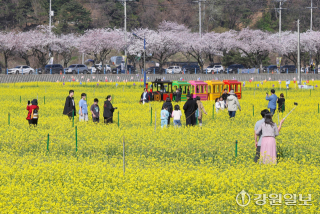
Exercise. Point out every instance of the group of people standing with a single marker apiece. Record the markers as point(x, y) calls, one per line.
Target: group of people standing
point(70, 108)
point(193, 110)
point(228, 100)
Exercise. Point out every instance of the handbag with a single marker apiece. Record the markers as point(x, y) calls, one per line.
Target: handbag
point(34, 114)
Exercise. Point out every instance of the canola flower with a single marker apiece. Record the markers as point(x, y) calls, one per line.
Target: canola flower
point(170, 170)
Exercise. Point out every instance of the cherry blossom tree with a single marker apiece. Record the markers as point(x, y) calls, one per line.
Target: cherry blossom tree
point(135, 48)
point(41, 41)
point(66, 45)
point(288, 47)
point(254, 44)
point(7, 45)
point(310, 43)
point(164, 43)
point(193, 46)
point(100, 42)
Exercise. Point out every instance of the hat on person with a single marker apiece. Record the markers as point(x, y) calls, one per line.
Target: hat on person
point(231, 91)
point(34, 102)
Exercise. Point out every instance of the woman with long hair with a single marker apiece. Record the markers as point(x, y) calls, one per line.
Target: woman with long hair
point(268, 151)
point(169, 107)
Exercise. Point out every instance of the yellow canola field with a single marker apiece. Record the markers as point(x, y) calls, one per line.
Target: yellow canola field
point(169, 170)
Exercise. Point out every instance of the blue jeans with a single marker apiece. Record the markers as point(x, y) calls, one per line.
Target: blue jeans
point(232, 113)
point(177, 123)
point(272, 111)
point(164, 123)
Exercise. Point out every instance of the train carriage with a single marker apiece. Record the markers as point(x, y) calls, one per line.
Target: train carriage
point(184, 87)
point(199, 88)
point(233, 85)
point(215, 89)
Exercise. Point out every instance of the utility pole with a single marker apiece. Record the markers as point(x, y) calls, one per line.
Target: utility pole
point(298, 58)
point(125, 34)
point(200, 17)
point(50, 16)
point(279, 10)
point(124, 3)
point(311, 13)
point(311, 27)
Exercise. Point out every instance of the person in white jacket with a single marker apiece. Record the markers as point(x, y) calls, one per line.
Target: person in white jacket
point(233, 104)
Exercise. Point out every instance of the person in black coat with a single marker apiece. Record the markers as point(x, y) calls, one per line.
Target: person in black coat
point(190, 108)
point(145, 96)
point(69, 105)
point(108, 110)
point(168, 105)
point(178, 95)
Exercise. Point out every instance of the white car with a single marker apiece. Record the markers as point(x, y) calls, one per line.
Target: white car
point(215, 69)
point(174, 70)
point(21, 69)
point(107, 67)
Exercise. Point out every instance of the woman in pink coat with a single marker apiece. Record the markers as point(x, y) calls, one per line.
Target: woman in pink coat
point(268, 151)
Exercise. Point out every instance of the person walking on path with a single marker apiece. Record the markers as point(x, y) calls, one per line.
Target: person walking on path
point(200, 109)
point(33, 109)
point(225, 95)
point(258, 143)
point(233, 104)
point(218, 105)
point(83, 108)
point(169, 107)
point(268, 150)
point(272, 105)
point(108, 110)
point(176, 114)
point(70, 105)
point(95, 111)
point(177, 94)
point(145, 96)
point(281, 103)
point(164, 114)
point(190, 108)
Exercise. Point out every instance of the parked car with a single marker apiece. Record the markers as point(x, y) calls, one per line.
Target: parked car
point(191, 69)
point(25, 69)
point(234, 68)
point(271, 68)
point(290, 68)
point(156, 70)
point(129, 68)
point(99, 66)
point(215, 69)
point(174, 70)
point(75, 68)
point(53, 69)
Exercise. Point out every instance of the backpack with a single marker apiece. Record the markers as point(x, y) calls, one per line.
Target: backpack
point(34, 114)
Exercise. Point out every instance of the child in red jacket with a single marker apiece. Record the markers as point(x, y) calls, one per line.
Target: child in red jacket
point(33, 112)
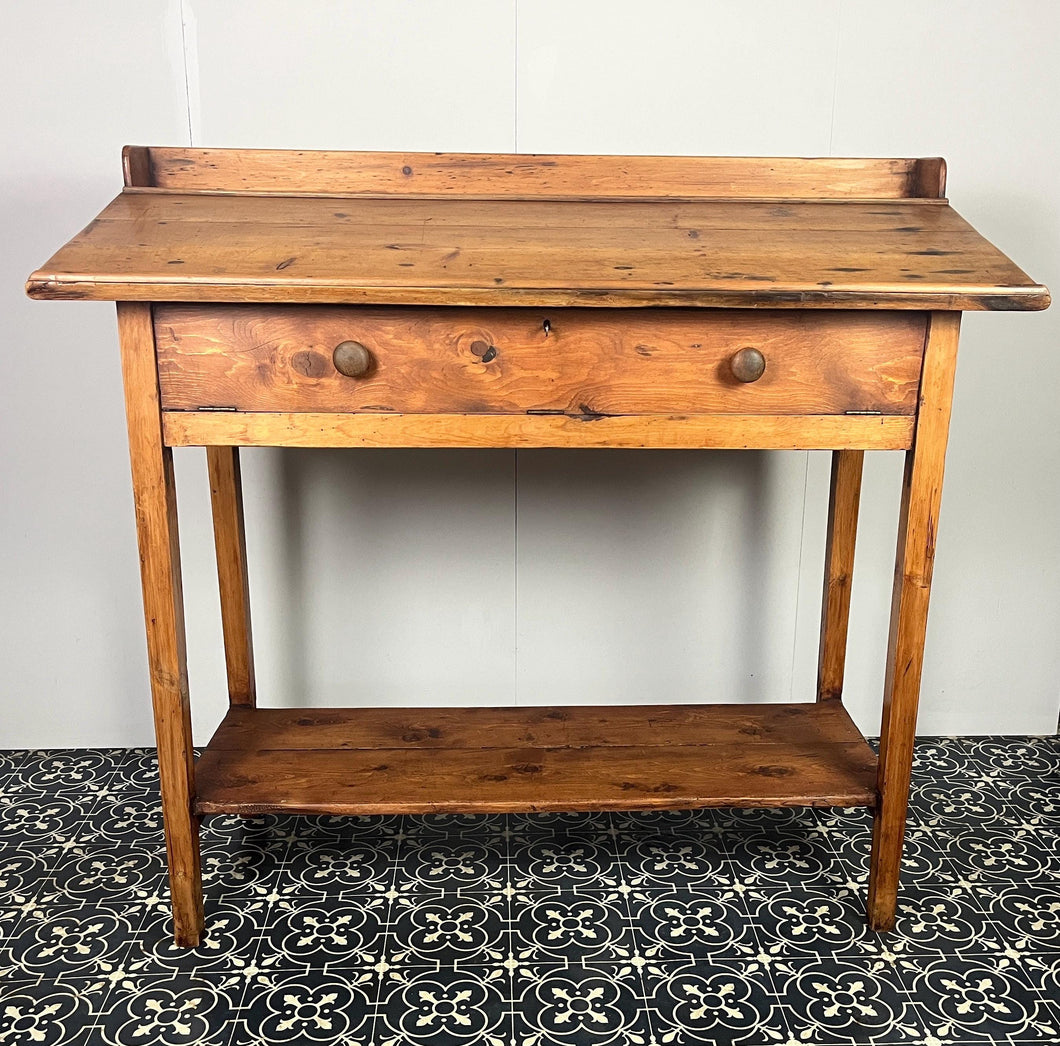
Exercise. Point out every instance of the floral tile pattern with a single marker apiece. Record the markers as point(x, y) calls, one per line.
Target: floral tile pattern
point(663, 928)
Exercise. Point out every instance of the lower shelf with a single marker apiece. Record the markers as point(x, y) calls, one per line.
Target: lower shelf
point(509, 760)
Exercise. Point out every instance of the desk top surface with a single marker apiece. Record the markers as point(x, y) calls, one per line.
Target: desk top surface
point(164, 244)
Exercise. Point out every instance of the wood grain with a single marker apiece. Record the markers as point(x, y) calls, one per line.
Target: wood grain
point(681, 431)
point(917, 532)
point(230, 546)
point(251, 770)
point(577, 361)
point(587, 726)
point(152, 245)
point(546, 176)
point(843, 502)
point(156, 515)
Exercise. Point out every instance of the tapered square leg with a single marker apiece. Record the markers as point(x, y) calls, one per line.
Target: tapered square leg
point(156, 514)
point(843, 502)
point(917, 529)
point(230, 542)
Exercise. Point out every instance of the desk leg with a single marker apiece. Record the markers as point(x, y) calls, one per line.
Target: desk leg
point(156, 515)
point(843, 501)
point(230, 542)
point(917, 528)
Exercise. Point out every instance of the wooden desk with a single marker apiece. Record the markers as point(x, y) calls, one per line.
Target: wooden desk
point(358, 300)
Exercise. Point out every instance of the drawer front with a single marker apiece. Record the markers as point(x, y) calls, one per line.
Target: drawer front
point(579, 361)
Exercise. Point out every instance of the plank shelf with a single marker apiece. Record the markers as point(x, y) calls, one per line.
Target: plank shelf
point(508, 760)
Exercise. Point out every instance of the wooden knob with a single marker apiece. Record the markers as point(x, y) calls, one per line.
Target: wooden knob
point(747, 365)
point(352, 358)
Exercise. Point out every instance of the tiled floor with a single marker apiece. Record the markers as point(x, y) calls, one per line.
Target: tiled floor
point(663, 929)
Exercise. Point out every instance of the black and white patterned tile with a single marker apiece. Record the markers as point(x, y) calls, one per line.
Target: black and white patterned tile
point(660, 928)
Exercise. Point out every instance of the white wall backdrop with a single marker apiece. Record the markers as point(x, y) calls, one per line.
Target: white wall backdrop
point(394, 577)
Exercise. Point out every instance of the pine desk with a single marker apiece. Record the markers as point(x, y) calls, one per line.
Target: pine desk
point(360, 300)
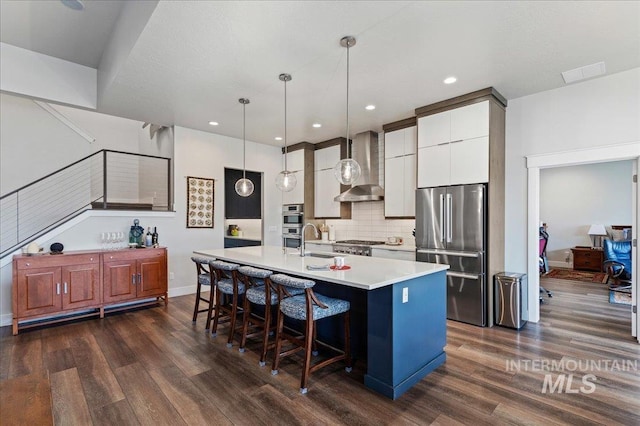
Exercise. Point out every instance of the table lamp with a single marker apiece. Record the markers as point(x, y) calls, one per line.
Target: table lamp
point(597, 231)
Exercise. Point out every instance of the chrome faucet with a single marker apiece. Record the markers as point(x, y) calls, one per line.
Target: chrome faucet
point(302, 236)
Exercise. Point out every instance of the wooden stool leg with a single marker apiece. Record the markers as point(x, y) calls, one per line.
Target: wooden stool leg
point(234, 314)
point(265, 334)
point(195, 309)
point(309, 341)
point(278, 346)
point(212, 302)
point(216, 315)
point(246, 316)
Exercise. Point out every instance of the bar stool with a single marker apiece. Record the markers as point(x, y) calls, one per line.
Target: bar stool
═══
WHAT TO DO — Can you add 80 to every coordinate in the answer points and rewrite the stretch of the listing from the line containing "Exercise. Point out every instance of the drawer" through the line containing "point(660, 928)", keeping every line in that stretch and including both ends?

SOLUTION TO THE PROBLEM —
Exercise. Point out every instance of the drawer front with a single marker apiece. Record the markers as point(x, y) calls, one per line.
Target: drawer front
point(659, 441)
Exercise. Point out every instance of the plank shelf with a single marker apiece. Record the markers as point(x, y) calls, one per line.
Target: plank shelf
point(588, 840)
Exercise. Point out every instance of the wooden knob with a single marker apiece. Record the markers as point(x, y) calls, one per line.
Target: wooden knob
point(827, 445)
point(432, 438)
Exercise. Point out every instance of the tiled floor with a single marker apiece. Record the markers as point(x, y) calls, one per line.
Target: tiled floor
point(743, 1009)
Exercise. Point out every instance of the black and white patterned tile with a single marker apiece. Record the markers as point(x, y) calls, one per line.
Target: black and white patterned tile
point(740, 1008)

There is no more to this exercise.